§ **Given problem a**:
Answer these questions from the commentary on Nintendo below, one answer per line:
(i) Which Nintendo device did NPD report topped overall hardware sales for December 2013 and for 2013 as a whole?
(ii) Which PBS show does the writer quote when saying Nintendo has a big problem?
(iii) Which company does the writer say Nintendo is urged to imitate by spreading its intellectual property far and wide?
** START Passage provided **
Or take the company’s weirdly dismissed 3DS: you know, Nintendo’s handheld-slash-console that, just last night, NPD reported “topped overall hardware sales for December 2013 and for 2013 as a whole.” Important sidebars — or in the 3DS’s case, headliner — lost in the admittedly disturbing din of Nintendo’s “third consecutive annual loss” bandwagon.

The other parcel of news you won’t read in these reports is that none of this is, in fact, news: Roughly speaking, we’ve known what Wii U sales have been for months, and we’ve therefore known that Nintendo was going to miss its Wii U sales projections by a country mile for a long, long time. The only entity that seemed blissfully unaware of this fact, like any good company towing its marketing line, was Nintendo.

But yes, as I’ve said before and repeatedly, Nintendo, to quote PBS’s adorable Peg + Cat, has a biiiiggg problem — a compounding problem driven by increasingly accurate public perception that the Wii U is not where you want to live if you’re after most of the things gamers are gaga for these days, from competitive game achievements and gamer scores to progressively sophisticated social networks (live broadcasts, easy-capture brag clips, etc.) to your third-party multi-platform tentpoles.

On the other hand, it’s far less the problem you’ll hear overpaid analysts blather on about like armchair CEOs, namely this recurring assumption that Nintendo could save its bacon and conquer the universe if it would only pull a Sega and sow its beloved intellectual property far and wide. I don’t subscribe to this simplistic, cash-in-your-chips mentality as the default fallback strategy. It’s pull-the-cord-on-a-doll substituting for serious analysis. You might as well call Microsoft moronic for hogging Master Chief, or Sony stupid for keeping its mitts on Gran Turismo, Ratchet & Clank and Nathan Drake.

If you assume the only road to success is the one paved with the most money possible (as opposed to a respectable or even sufficient amount of dough in the coffer), then sure, get Mario and Zelda on the App Store pronto and damn the torpedoes. But I don’t think Nintendo thinks like that, or at least I hope they don’t, because with so much else in video gaming, namely the perennial march of financially bloated, mechanically anodyne sequels and me-too genre coatriders, we’re seeing what a crude, shallow, bean-counting focus on the bottom line too often reaps, gameplay-wise. You can have your record-breaking sales figures and celebratory PR parties when those new platform launch numbers hit, but like treadmills, books by Stephen Hawking or even Nintendo’s original Wii during its latter days, that doesn’t mean people are actually using this stuff, or that you’re building platforms with intellectual property that’s creating longterm, engaged users and sustainable forward momentum.
** END Passage provided **
** START Records provided **
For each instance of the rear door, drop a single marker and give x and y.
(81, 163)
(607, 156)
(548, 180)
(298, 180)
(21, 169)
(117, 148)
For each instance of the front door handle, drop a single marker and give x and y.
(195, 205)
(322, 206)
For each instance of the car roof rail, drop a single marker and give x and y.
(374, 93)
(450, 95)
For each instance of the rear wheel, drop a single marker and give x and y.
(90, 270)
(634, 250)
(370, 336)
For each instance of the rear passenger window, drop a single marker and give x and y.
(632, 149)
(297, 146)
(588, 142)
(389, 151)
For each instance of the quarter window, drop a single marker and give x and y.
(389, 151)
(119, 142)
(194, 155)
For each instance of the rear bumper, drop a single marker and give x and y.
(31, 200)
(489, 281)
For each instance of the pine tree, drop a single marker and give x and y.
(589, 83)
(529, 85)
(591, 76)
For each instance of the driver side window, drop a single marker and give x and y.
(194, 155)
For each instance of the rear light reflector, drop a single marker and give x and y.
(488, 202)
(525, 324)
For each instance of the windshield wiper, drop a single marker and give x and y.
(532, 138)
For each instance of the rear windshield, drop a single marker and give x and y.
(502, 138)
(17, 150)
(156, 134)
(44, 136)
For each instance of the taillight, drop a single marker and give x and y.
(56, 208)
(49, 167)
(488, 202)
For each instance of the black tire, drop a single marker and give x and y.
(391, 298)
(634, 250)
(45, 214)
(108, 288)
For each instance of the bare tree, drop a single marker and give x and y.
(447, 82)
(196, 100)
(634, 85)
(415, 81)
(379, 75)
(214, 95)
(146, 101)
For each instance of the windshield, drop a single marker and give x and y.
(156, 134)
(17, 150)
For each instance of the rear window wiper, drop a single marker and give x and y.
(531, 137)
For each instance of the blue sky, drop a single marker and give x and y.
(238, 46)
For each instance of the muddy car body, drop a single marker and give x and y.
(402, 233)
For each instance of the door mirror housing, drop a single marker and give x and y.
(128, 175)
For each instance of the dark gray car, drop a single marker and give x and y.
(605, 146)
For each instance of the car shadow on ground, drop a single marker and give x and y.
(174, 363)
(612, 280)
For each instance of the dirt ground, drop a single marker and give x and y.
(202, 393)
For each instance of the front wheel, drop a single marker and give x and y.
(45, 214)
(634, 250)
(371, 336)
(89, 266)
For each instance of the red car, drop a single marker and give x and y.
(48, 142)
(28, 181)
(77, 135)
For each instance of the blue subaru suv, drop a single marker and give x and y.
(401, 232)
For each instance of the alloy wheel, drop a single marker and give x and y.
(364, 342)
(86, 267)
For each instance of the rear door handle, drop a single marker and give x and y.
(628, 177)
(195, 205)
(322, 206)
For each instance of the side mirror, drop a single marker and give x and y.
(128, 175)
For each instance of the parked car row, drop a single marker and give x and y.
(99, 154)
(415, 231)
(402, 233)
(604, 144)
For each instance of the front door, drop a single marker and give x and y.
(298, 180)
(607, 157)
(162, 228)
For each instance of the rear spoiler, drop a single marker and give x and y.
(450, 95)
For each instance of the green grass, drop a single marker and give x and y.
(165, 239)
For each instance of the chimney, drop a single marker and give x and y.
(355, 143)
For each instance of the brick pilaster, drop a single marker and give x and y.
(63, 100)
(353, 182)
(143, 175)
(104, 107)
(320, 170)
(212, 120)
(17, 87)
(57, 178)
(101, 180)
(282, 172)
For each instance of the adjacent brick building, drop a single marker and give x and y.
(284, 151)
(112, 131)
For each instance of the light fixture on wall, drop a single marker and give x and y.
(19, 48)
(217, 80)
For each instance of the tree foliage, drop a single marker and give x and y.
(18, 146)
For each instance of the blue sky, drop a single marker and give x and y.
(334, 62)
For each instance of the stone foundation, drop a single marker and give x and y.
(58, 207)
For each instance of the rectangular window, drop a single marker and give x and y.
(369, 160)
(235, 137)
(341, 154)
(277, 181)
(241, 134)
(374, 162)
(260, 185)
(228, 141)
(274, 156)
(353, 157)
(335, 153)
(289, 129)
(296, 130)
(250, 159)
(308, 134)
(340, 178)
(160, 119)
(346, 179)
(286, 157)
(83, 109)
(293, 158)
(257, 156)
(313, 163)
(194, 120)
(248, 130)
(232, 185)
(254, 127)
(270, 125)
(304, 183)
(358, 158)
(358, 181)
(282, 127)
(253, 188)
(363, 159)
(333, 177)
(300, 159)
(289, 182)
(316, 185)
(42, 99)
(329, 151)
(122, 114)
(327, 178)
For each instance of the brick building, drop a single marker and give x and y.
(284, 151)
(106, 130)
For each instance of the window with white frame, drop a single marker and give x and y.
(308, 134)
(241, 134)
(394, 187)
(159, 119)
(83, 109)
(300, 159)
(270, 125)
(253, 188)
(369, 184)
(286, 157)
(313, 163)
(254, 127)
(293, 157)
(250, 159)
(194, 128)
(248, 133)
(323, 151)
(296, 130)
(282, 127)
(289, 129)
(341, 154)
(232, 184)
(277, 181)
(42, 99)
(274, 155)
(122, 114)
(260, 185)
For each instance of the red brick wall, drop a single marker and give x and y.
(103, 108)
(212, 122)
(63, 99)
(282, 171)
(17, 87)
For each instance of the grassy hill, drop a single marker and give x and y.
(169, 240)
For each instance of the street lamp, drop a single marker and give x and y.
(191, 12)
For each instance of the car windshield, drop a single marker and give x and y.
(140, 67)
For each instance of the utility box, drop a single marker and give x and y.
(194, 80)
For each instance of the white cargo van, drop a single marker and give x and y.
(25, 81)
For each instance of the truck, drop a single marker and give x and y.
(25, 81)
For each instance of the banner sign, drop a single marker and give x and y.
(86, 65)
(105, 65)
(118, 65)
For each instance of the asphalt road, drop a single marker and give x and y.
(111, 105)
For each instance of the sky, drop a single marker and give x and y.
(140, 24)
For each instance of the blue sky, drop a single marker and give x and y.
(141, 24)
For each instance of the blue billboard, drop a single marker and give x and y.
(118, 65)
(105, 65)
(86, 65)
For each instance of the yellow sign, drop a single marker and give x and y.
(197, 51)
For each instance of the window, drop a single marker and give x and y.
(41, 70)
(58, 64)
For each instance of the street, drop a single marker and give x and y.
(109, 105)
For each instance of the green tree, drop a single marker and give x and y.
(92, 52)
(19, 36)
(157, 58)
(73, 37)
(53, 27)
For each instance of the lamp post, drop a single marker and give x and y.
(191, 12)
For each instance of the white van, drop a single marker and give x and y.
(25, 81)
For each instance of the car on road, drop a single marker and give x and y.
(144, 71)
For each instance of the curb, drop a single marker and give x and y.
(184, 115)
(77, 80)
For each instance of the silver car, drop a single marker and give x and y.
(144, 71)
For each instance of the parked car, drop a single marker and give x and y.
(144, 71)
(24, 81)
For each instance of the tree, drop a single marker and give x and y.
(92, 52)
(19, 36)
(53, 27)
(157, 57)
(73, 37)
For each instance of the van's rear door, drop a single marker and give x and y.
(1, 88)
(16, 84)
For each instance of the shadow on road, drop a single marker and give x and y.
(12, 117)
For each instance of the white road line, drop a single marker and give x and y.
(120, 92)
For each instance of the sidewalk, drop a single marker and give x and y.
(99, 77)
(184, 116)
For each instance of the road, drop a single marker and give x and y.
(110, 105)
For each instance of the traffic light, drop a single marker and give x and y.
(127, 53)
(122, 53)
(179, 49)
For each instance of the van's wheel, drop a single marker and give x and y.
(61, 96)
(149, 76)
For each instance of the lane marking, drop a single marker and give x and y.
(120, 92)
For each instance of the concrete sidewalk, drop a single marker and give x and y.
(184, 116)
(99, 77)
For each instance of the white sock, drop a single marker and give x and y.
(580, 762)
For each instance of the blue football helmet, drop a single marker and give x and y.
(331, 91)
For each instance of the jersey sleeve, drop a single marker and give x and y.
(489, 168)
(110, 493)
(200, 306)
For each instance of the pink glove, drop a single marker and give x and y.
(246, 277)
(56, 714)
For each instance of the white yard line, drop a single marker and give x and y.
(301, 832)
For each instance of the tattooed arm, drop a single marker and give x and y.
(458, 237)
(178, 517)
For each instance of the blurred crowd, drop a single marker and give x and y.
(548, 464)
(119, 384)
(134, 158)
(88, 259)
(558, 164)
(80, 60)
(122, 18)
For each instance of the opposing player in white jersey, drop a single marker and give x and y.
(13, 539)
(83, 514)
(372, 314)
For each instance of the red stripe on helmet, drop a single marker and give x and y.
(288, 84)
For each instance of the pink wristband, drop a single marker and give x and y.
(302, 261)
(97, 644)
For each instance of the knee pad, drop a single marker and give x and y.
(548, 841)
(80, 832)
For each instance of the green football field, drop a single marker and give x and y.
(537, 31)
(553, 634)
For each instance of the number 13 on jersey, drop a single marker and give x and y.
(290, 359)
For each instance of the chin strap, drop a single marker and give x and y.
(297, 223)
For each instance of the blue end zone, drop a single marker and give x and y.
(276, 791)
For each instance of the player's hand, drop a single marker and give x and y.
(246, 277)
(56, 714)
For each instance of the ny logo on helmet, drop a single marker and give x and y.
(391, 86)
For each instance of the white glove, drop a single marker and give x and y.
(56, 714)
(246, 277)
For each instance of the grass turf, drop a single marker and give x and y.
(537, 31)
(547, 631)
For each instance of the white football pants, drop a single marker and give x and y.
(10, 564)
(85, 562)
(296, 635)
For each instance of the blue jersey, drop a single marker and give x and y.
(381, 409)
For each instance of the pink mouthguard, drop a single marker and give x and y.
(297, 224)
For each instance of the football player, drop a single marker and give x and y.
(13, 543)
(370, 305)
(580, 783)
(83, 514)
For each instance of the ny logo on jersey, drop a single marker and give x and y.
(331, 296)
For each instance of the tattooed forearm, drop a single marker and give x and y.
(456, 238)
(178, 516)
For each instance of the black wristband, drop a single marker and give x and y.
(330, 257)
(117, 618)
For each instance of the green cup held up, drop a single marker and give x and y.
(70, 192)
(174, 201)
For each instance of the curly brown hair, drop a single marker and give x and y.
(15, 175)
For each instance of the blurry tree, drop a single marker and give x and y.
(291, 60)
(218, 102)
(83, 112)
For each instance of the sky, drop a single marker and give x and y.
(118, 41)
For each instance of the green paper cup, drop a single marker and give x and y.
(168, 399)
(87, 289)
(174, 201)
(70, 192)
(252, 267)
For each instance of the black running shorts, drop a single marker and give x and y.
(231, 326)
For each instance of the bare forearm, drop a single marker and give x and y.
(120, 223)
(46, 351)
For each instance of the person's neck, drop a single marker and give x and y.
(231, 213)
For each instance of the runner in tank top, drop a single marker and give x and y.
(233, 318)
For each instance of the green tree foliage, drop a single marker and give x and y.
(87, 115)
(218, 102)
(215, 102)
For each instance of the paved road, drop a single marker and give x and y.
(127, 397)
** END Records provided **
§ **Given problem b**: How many lines of the records above contain the word "bare"? Give only the number.

§ **Task answer a**:
(i) The 3DS
(ii) Peg + Cat
(iii) Sega

§ **Task answer b**: 2